TASK ITEM: Filter these entries down to lines holding "form".
== DATASET ENTRIES ==
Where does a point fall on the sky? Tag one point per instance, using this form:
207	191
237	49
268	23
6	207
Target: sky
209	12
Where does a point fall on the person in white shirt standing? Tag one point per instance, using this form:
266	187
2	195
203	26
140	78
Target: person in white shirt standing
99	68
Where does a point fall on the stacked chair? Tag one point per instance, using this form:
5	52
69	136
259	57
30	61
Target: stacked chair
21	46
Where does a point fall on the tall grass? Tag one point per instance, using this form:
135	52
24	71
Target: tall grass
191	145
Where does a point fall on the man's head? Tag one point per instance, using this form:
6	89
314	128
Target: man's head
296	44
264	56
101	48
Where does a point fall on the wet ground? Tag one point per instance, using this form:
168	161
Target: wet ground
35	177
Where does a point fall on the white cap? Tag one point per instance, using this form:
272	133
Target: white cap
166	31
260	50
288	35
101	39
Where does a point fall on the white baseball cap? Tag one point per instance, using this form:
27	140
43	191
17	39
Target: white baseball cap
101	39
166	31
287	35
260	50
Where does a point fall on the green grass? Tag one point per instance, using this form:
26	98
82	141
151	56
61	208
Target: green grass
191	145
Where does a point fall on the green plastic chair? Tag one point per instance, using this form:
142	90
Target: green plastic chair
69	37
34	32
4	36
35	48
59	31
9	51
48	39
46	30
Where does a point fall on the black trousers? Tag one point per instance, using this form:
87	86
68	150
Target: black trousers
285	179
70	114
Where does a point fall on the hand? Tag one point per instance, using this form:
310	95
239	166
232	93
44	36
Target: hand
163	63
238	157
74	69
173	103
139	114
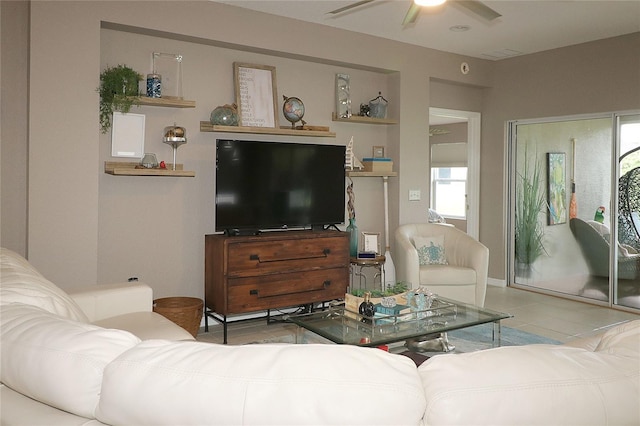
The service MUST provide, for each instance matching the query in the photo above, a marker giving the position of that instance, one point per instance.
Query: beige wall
(14, 59)
(85, 227)
(603, 76)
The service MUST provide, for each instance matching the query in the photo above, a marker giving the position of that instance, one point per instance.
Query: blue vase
(352, 229)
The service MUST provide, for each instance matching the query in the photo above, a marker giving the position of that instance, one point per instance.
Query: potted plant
(530, 202)
(118, 91)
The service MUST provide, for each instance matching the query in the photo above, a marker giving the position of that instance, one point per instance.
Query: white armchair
(463, 278)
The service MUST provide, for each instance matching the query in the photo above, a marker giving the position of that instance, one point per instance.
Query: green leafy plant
(530, 202)
(398, 288)
(118, 91)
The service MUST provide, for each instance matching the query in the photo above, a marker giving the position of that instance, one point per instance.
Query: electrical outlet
(414, 195)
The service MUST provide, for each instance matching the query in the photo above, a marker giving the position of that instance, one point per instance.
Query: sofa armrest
(109, 300)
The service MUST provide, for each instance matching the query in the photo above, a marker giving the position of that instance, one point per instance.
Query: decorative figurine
(293, 110)
(351, 161)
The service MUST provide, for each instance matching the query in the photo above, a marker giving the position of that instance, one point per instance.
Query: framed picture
(371, 242)
(557, 188)
(127, 135)
(256, 93)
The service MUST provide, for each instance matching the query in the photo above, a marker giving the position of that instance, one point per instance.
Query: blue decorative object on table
(225, 115)
(154, 86)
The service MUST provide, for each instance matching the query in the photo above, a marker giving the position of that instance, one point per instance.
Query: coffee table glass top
(345, 327)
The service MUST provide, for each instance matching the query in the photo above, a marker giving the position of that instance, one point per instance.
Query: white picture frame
(256, 95)
(371, 242)
(127, 135)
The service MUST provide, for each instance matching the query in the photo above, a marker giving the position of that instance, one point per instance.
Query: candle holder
(175, 136)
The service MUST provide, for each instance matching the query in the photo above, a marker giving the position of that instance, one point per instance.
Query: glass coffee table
(342, 326)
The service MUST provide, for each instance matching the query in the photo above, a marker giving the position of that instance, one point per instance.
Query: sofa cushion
(532, 385)
(21, 283)
(195, 383)
(56, 360)
(146, 325)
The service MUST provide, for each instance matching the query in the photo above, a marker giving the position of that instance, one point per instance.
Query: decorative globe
(293, 110)
(226, 115)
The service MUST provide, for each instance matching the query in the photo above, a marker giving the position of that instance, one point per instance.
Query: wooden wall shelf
(363, 120)
(122, 168)
(164, 102)
(206, 126)
(357, 173)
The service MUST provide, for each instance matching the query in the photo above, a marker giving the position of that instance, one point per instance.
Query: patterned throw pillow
(431, 250)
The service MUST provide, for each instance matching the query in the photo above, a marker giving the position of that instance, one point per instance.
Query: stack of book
(377, 164)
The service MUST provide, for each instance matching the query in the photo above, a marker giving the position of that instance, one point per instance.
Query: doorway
(439, 121)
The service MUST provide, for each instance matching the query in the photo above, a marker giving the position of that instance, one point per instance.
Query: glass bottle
(366, 308)
(352, 229)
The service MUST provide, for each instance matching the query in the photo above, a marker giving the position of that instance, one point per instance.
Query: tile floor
(553, 317)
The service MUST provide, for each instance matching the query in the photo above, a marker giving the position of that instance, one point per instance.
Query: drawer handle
(325, 253)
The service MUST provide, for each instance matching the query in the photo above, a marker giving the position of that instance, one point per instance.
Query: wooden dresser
(273, 270)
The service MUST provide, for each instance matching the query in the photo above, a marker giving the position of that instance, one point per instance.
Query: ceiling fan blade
(351, 6)
(479, 9)
(412, 14)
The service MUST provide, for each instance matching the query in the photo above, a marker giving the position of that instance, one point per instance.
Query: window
(449, 191)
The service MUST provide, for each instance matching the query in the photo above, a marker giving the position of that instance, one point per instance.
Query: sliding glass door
(628, 197)
(565, 208)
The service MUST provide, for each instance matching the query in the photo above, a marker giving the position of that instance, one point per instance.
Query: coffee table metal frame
(345, 327)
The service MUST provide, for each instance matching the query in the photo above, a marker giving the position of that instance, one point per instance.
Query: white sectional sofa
(102, 357)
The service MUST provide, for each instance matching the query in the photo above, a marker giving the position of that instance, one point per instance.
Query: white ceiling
(525, 26)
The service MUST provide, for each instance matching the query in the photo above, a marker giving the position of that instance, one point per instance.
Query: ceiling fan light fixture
(429, 3)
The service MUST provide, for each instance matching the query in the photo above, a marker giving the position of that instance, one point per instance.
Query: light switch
(414, 195)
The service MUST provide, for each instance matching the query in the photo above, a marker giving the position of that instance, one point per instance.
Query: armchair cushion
(430, 250)
(464, 278)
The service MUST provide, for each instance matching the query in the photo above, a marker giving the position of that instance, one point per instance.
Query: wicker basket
(184, 311)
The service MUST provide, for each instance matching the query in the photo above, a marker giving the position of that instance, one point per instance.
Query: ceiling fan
(475, 6)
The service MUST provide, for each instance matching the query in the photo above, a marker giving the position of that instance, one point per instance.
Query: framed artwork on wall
(557, 188)
(256, 92)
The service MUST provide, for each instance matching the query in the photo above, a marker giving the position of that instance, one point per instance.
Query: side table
(357, 266)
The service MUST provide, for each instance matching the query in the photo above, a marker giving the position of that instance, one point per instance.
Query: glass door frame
(510, 190)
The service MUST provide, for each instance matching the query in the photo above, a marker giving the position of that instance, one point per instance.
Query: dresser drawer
(265, 257)
(288, 289)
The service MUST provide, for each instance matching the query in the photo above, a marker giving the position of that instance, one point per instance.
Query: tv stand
(273, 270)
(241, 232)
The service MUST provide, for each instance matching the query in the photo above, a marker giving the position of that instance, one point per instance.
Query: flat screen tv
(277, 185)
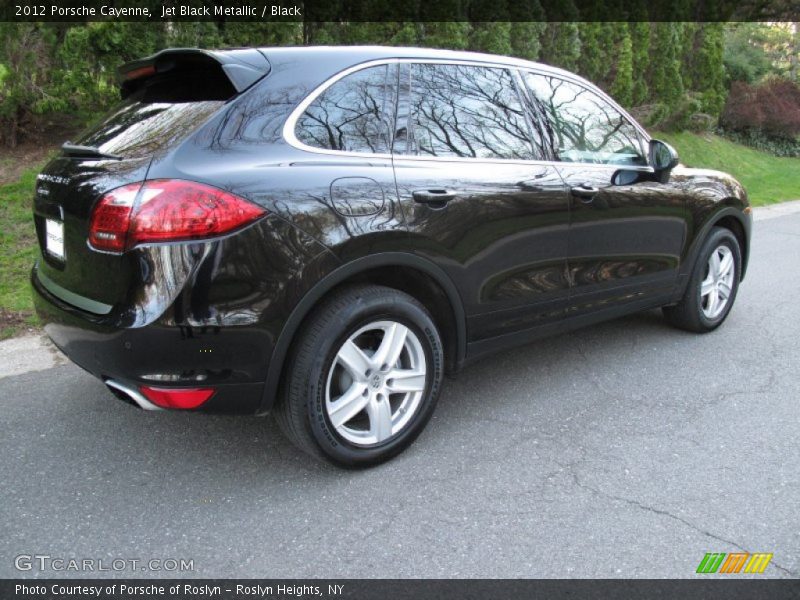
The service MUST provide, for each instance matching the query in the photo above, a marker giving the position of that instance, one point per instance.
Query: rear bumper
(233, 359)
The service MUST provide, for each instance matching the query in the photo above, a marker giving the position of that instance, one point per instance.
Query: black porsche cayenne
(324, 233)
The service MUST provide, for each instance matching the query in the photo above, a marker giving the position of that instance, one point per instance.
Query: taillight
(166, 210)
(177, 398)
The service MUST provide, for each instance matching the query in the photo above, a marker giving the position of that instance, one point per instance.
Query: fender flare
(340, 275)
(726, 211)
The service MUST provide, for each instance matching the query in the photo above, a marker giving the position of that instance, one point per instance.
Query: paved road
(625, 450)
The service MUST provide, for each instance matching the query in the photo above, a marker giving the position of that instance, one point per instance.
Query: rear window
(138, 128)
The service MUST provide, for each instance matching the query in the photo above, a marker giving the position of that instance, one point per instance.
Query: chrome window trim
(291, 122)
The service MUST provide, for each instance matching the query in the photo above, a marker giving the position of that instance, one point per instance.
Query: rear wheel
(364, 379)
(712, 287)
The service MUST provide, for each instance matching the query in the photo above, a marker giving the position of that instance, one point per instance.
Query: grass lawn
(767, 178)
(17, 251)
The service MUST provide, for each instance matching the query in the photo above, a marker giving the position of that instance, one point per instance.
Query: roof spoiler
(242, 66)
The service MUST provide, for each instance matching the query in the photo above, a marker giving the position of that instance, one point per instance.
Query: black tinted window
(586, 128)
(137, 128)
(460, 110)
(351, 114)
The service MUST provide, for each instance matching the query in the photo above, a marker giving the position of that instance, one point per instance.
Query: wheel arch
(409, 273)
(731, 217)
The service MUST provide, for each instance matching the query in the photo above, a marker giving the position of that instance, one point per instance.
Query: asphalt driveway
(628, 449)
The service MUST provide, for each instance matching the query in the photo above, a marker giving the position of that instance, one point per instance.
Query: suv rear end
(119, 246)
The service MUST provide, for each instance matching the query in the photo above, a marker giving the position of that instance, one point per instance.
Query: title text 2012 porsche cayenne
(323, 233)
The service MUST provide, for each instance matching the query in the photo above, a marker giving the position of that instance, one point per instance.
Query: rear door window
(466, 111)
(353, 114)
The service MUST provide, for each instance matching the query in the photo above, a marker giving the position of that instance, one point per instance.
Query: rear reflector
(177, 398)
(166, 210)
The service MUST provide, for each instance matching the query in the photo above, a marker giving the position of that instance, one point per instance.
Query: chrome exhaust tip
(131, 395)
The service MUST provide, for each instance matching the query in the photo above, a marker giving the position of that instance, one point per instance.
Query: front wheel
(712, 287)
(365, 377)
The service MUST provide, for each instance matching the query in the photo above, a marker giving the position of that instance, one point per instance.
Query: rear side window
(586, 128)
(466, 111)
(352, 114)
===
TASK RESULT:
Where does a point fall on the sky? Tag one point per instance, using this form:
Where does a point fall on the person in white shirt standing? Tag one point per instance, using this form:
Where does a point fall on the stacked chair? Tag one point per instance, using this form:
Where does a point fall on the tall grass? Tag one point per instance, using this form:
Where does a point fall on the man's head? Tag one point per instance, using this form:
Where does a point fall on the wet ground? Tag one point per instance, using this form:
Where does a point fall on the white cap? Tag one point per instance, using this form:
Where does a point fall on the white baseball cap? Tag one point per instance, using this form:
Where does a point fall on the green grass? Tag one point per instance, using this form:
Where does a point fall on the green plastic chair? Tag one point per instance, using this form:
Where does a point fall on the black trousers? Tag one point per instance, using this form:
Where does a point fall on the hand? Tag one point per instance, using this form:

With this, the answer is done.